Exercise prompt: Every line in the records below that holds "Given" must be identified and copied.

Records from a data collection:
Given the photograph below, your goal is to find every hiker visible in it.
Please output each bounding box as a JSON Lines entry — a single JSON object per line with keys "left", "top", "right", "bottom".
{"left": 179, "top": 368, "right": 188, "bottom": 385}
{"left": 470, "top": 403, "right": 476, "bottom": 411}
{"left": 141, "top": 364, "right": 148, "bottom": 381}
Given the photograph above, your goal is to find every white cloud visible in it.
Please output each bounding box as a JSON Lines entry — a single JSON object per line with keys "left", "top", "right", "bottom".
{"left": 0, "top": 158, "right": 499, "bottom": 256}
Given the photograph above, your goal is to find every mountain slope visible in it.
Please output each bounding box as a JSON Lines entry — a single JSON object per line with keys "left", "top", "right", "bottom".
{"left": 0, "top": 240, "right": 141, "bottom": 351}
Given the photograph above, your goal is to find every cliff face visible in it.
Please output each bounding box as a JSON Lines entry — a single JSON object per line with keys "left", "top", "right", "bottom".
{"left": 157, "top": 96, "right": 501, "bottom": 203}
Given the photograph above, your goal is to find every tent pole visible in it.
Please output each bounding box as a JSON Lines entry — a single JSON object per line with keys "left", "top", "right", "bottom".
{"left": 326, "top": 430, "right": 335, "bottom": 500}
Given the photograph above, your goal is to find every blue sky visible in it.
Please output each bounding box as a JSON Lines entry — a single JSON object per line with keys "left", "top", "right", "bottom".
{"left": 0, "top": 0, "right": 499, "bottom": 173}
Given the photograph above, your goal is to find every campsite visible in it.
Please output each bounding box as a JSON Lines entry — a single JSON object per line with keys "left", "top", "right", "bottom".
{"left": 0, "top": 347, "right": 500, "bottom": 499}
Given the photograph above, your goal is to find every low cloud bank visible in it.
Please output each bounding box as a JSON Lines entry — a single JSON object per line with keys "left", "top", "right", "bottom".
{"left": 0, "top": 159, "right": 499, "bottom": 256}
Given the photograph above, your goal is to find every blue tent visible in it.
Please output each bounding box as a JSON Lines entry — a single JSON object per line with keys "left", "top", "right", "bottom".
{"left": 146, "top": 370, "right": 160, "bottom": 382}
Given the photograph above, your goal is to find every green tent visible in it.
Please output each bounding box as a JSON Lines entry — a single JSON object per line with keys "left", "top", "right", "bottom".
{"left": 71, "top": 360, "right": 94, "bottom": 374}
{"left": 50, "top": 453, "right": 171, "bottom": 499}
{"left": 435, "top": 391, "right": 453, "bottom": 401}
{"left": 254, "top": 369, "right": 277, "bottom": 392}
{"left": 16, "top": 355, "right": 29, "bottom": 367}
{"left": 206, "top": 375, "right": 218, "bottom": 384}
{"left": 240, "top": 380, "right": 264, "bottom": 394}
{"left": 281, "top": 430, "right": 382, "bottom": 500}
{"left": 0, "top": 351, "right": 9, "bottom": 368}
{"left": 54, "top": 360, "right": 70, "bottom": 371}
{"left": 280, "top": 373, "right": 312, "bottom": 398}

Problem solution:
Given the photograph below, your goal is to find every hiker visible in it.
Given the photograph above, your goal is to find every white cloud visible in it.
Given the photograph above, your goal is to find every mountain slope visible in it.
Given the photograph above, your goal is to find every cliff face visible in it.
Given the photograph above, your goal is to find every tent pole visible in it.
Given the photograph above, your goal is to find every blue sky visible in it.
Given the photograph above, your goal is to find every campsite visible in it.
Given the photograph above, your goal is to find every low cloud bank visible in it.
Given the photograph above, your goal is to find every blue tent visible in it.
Given the photograph above, your goal is to find every green tent visible in it.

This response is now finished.